Natural language region descriptions:
======
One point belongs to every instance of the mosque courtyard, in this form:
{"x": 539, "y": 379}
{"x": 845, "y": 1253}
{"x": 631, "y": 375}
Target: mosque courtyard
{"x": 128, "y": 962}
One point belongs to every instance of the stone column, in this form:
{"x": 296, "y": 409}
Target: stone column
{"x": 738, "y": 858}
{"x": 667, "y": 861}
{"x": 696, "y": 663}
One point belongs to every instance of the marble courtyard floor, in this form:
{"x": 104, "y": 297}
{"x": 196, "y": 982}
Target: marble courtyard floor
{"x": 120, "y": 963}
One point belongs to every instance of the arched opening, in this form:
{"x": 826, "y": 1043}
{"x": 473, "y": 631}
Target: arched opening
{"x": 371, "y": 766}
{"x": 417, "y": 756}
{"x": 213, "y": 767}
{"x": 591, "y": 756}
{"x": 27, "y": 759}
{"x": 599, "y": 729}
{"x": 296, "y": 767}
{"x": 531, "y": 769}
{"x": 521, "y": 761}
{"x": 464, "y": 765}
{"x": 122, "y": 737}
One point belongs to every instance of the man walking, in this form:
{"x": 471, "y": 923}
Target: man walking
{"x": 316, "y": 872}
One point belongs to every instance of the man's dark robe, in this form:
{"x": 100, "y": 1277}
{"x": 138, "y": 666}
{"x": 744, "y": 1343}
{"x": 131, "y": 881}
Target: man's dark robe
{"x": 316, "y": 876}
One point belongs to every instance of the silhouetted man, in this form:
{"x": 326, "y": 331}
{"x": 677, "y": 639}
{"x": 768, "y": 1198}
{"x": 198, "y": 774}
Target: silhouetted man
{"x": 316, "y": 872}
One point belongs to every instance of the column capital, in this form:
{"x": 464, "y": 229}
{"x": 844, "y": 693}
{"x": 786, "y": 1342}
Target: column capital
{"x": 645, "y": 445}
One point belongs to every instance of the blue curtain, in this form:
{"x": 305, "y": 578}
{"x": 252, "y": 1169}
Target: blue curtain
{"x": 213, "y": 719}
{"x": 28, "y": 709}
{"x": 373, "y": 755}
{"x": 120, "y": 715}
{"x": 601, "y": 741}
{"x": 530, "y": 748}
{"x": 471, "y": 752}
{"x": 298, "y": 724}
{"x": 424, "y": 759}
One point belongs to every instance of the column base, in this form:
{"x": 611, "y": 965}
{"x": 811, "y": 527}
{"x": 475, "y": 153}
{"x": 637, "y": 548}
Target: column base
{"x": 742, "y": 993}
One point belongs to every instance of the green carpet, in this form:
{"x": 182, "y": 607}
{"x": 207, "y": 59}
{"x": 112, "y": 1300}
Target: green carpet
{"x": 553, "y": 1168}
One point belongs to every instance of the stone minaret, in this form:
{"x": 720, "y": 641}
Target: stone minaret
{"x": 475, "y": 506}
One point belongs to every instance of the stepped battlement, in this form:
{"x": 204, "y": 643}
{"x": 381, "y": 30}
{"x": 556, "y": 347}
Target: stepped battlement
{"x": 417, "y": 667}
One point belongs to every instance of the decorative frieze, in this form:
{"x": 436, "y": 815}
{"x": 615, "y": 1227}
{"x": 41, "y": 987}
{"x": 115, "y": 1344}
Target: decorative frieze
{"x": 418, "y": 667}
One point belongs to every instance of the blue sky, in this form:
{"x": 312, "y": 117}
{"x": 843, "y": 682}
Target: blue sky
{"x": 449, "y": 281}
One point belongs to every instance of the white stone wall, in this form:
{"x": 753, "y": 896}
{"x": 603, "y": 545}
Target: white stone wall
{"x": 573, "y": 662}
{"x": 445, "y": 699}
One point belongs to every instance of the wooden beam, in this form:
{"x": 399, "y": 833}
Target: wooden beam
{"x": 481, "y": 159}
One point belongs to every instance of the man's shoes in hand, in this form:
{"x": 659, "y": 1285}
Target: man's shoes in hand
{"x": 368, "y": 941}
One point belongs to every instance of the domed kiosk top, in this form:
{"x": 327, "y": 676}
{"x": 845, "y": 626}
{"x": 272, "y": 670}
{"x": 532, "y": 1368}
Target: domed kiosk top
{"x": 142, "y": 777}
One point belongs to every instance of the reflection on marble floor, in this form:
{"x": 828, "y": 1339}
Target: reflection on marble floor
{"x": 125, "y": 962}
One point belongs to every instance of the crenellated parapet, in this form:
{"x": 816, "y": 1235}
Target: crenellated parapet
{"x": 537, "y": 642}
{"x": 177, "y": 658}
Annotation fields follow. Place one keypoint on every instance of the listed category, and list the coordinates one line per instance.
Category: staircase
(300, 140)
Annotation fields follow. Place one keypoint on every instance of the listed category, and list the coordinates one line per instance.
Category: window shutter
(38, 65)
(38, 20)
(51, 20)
======
*Requirement*:
Return all of the entries exactly as they were supplied.

*Answer to the problem*:
One point belongs to every instance of the mosque courtyard, in this form:
{"x": 539, "y": 379}
{"x": 845, "y": 1253}
{"x": 631, "y": 375}
Target: mosque courtyard
{"x": 128, "y": 962}
One point belongs to every instance of the stone column, in this form:
{"x": 296, "y": 409}
Target: stone column
{"x": 738, "y": 858}
{"x": 667, "y": 861}
{"x": 696, "y": 663}
One point belongs to every instance of the marble courtyard floor, in this form:
{"x": 104, "y": 297}
{"x": 196, "y": 982}
Target: marble courtyard floor
{"x": 120, "y": 963}
One point belongs to every instance of the arched opening, in this form:
{"x": 826, "y": 1043}
{"x": 473, "y": 631}
Target: arched opening
{"x": 371, "y": 766}
{"x": 417, "y": 756}
{"x": 213, "y": 767}
{"x": 591, "y": 756}
{"x": 27, "y": 759}
{"x": 599, "y": 729}
{"x": 296, "y": 767}
{"x": 531, "y": 769}
{"x": 521, "y": 761}
{"x": 464, "y": 765}
{"x": 122, "y": 737}
One point belongs to every instance of the man walking, in this form:
{"x": 471, "y": 923}
Target: man walking
{"x": 316, "y": 872}
One point belongs to every instance of the man's dark robe, in this form:
{"x": 100, "y": 1277}
{"x": 138, "y": 666}
{"x": 744, "y": 1343}
{"x": 131, "y": 881}
Target: man's dark robe
{"x": 316, "y": 876}
One point belongs to every instance of the silhouetted man, in this form:
{"x": 326, "y": 331}
{"x": 677, "y": 639}
{"x": 768, "y": 1198}
{"x": 198, "y": 774}
Target: silhouetted man
{"x": 316, "y": 872}
One point belongs to every instance of the column capital, in this form:
{"x": 464, "y": 229}
{"x": 844, "y": 693}
{"x": 786, "y": 1342}
Target: column capital
{"x": 645, "y": 445}
One point belongs to every instance of the blue curtain, in this form:
{"x": 305, "y": 578}
{"x": 252, "y": 1169}
Target: blue curtain
{"x": 213, "y": 719}
{"x": 28, "y": 709}
{"x": 373, "y": 755}
{"x": 120, "y": 715}
{"x": 601, "y": 741}
{"x": 530, "y": 748}
{"x": 471, "y": 752}
{"x": 298, "y": 724}
{"x": 424, "y": 759}
One point belongs to every instance of the column base, in this form:
{"x": 611, "y": 965}
{"x": 811, "y": 527}
{"x": 475, "y": 153}
{"x": 637, "y": 548}
Target: column base
{"x": 742, "y": 993}
One point belongs to every instance of the green carpet, in this form:
{"x": 182, "y": 607}
{"x": 207, "y": 59}
{"x": 112, "y": 1300}
Target: green carpet
{"x": 553, "y": 1168}
One point belongs to every instance of the stone minaret, in this form:
{"x": 720, "y": 641}
Target: stone minaret
{"x": 475, "y": 506}
One point belongs to every instance of the stepped battlement, in this form:
{"x": 204, "y": 643}
{"x": 381, "y": 30}
{"x": 556, "y": 347}
Target: stepped battlement
{"x": 417, "y": 667}
One point belongs to every instance of the decorative frieze, in this form:
{"x": 436, "y": 815}
{"x": 615, "y": 1227}
{"x": 41, "y": 987}
{"x": 115, "y": 1344}
Target: decorative frieze
{"x": 418, "y": 667}
One point belongs to every instance of the blue sky, in this form:
{"x": 312, "y": 117}
{"x": 843, "y": 682}
Target: blue sky
{"x": 449, "y": 281}
One point belongs to every instance of the white stone wall, in this form:
{"x": 753, "y": 896}
{"x": 603, "y": 545}
Target: white stone wall
{"x": 573, "y": 662}
{"x": 445, "y": 699}
One point belongs to every instance of the wooden beam, in this form:
{"x": 399, "y": 833}
Target: wooden beam
{"x": 481, "y": 159}
One point belongs to every instance of the man's shoes in hand, in this form:
{"x": 659, "y": 1285}
Target: man's shoes in hand
{"x": 368, "y": 941}
One point belongs to every instance of the domed kiosk top, in this form:
{"x": 327, "y": 676}
{"x": 845, "y": 626}
{"x": 272, "y": 670}
{"x": 532, "y": 1368}
Target: domed kiosk top
{"x": 142, "y": 777}
One point belongs to every instance of the reflection on marble floor, in this form:
{"x": 828, "y": 1339}
Target: reflection on marble floor
{"x": 125, "y": 962}
One point belongs to every instance of the crenellated parapet, in this form:
{"x": 816, "y": 1235}
Target: crenellated parapet
{"x": 537, "y": 642}
{"x": 177, "y": 658}
Annotation fields follow. Place one keypoint on every instance of the listed category, and list the coordinates one line per instance.
Category: staircase
(300, 140)
Annotation fields follow. Place one keypoint on every instance of the listed category, and list the coordinates one line per instance.
Category: window shutter
(38, 65)
(38, 20)
(51, 20)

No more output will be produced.